◆ PROBLEM DESCRIPTION
Print every item below word for word, omitting the pictures.

◆ Entries that point to labeled objects
------------------------------------------------------------------------

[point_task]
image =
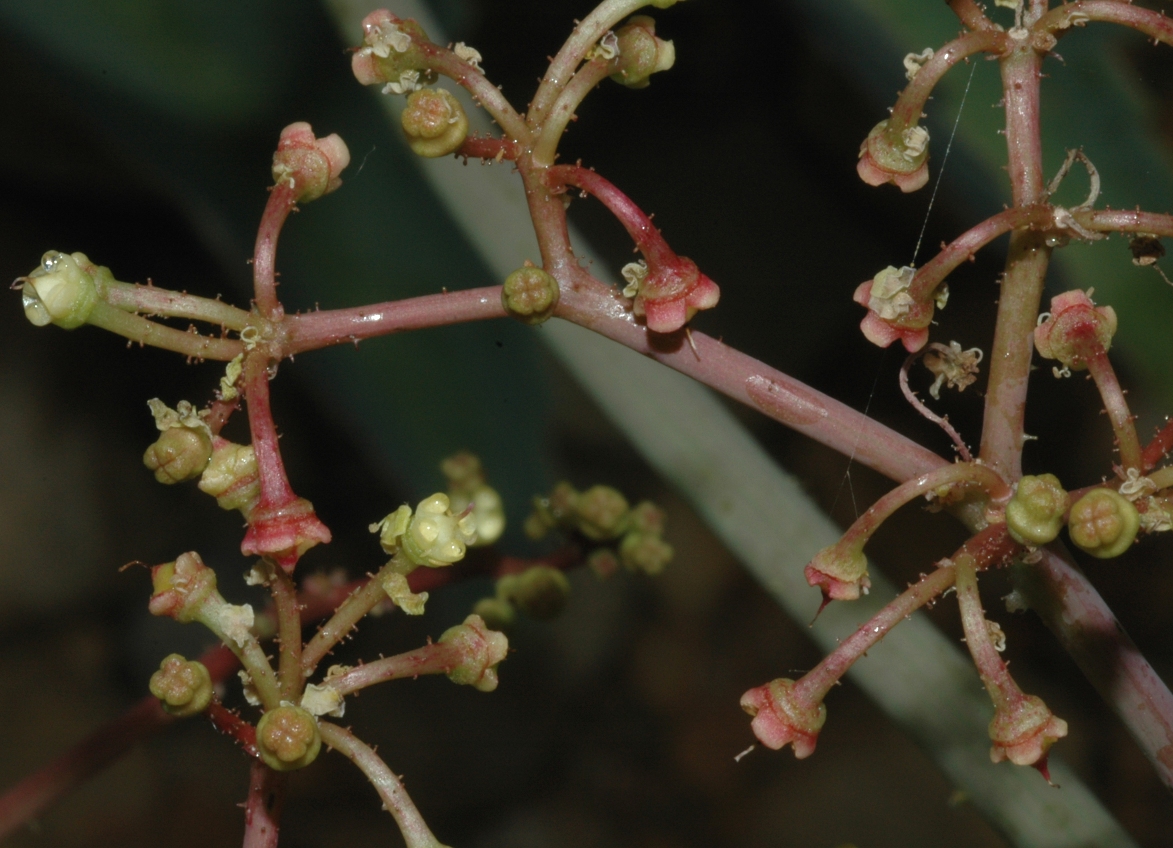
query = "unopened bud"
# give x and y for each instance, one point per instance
(287, 738)
(1103, 523)
(434, 122)
(530, 294)
(183, 686)
(1035, 514)
(62, 290)
(641, 53)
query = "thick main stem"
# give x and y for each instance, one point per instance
(1022, 285)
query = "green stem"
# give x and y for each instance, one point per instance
(131, 297)
(147, 332)
(391, 789)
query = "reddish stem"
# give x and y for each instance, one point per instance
(282, 199)
(637, 224)
(1059, 21)
(263, 809)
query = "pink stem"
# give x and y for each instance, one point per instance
(289, 635)
(970, 14)
(1117, 406)
(1003, 690)
(390, 788)
(282, 199)
(1125, 221)
(275, 484)
(957, 474)
(263, 811)
(963, 248)
(1022, 285)
(1152, 24)
(938, 420)
(314, 330)
(907, 112)
(637, 224)
(39, 791)
(436, 658)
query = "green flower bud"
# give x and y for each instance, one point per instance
(184, 686)
(644, 551)
(1103, 523)
(287, 738)
(601, 513)
(1035, 514)
(62, 290)
(540, 591)
(481, 650)
(641, 53)
(434, 122)
(530, 294)
(231, 476)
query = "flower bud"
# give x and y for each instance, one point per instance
(62, 290)
(780, 718)
(391, 47)
(601, 513)
(480, 652)
(178, 454)
(184, 686)
(641, 53)
(900, 158)
(1022, 733)
(433, 536)
(841, 575)
(434, 122)
(669, 294)
(644, 551)
(893, 313)
(1103, 523)
(287, 738)
(231, 476)
(310, 164)
(1035, 514)
(182, 588)
(530, 294)
(1075, 330)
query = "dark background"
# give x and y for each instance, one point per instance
(141, 134)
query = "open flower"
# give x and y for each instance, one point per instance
(781, 717)
(1073, 330)
(901, 158)
(893, 312)
(669, 293)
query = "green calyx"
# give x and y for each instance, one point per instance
(62, 290)
(1035, 514)
(1103, 523)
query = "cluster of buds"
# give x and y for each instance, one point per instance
(641, 54)
(602, 514)
(469, 493)
(309, 164)
(540, 591)
(784, 716)
(666, 294)
(62, 290)
(895, 155)
(1075, 330)
(894, 313)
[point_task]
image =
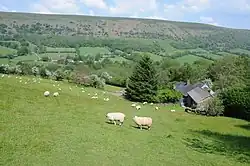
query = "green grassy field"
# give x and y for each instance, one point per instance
(93, 50)
(238, 50)
(4, 61)
(119, 59)
(60, 49)
(24, 58)
(5, 50)
(189, 59)
(55, 56)
(210, 55)
(71, 130)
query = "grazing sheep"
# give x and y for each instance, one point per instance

------------------------------------------------------------------------

◆ WRITTEN SOLUTION
[point_task]
image =
query = "unopened bud"
# give x and y for each instance, one point per instance
(287, 738)
(1103, 523)
(434, 122)
(530, 294)
(183, 686)
(1035, 514)
(62, 290)
(641, 53)
query = "thick main stem"
# give x and y for each instance, one point per instance
(1022, 285)
query = "green stem"
# give x and y for each instance, one point per instance
(131, 297)
(147, 332)
(391, 789)
query = "reddish stem"
# give x and y for each instance, one point per instance
(282, 199)
(637, 224)
(1059, 21)
(263, 809)
query = "pink stem"
# give x and y for each instance, one point per instance
(289, 635)
(970, 14)
(1117, 406)
(1003, 690)
(390, 788)
(282, 199)
(1125, 221)
(275, 484)
(957, 474)
(263, 811)
(963, 248)
(1022, 285)
(1152, 24)
(938, 420)
(314, 330)
(907, 112)
(637, 224)
(39, 791)
(436, 658)
query = "green flower bud"
# give x and y for each instance, one point per instance
(184, 686)
(644, 551)
(1103, 523)
(287, 738)
(601, 513)
(1035, 514)
(62, 290)
(540, 591)
(481, 650)
(641, 53)
(434, 122)
(530, 294)
(231, 476)
query = "flower bud"
# give x and y for each instance, one point per instance
(62, 290)
(780, 718)
(391, 47)
(601, 513)
(480, 652)
(178, 454)
(184, 686)
(641, 53)
(900, 158)
(1022, 733)
(433, 536)
(841, 575)
(434, 122)
(669, 294)
(644, 551)
(893, 313)
(1103, 523)
(287, 738)
(231, 476)
(310, 164)
(1035, 514)
(182, 588)
(530, 294)
(1075, 330)
query = "dark background"
# give x and y for each instance, one point per instance
(141, 134)
query = "open flower"
# give x and y for each instance, one point per instance
(781, 717)
(1073, 330)
(901, 158)
(893, 312)
(669, 293)
query = "green calyx"
# give x and y for each instance, one point per instance
(62, 290)
(1035, 514)
(1103, 523)
query = "cluster of buds"
# give x and y for each instance, one point per instance
(641, 54)
(602, 514)
(469, 493)
(309, 164)
(540, 591)
(784, 716)
(666, 294)
(62, 290)
(895, 155)
(1075, 330)
(894, 313)
[point_task]
image =
query = "green grassy field"
# give x and y for each instance, one point per instance
(93, 50)
(238, 50)
(4, 61)
(119, 59)
(60, 49)
(24, 58)
(5, 50)
(189, 59)
(55, 56)
(210, 55)
(71, 130)
query = "grazing sheep"
# give x and y for each instance, one point per instance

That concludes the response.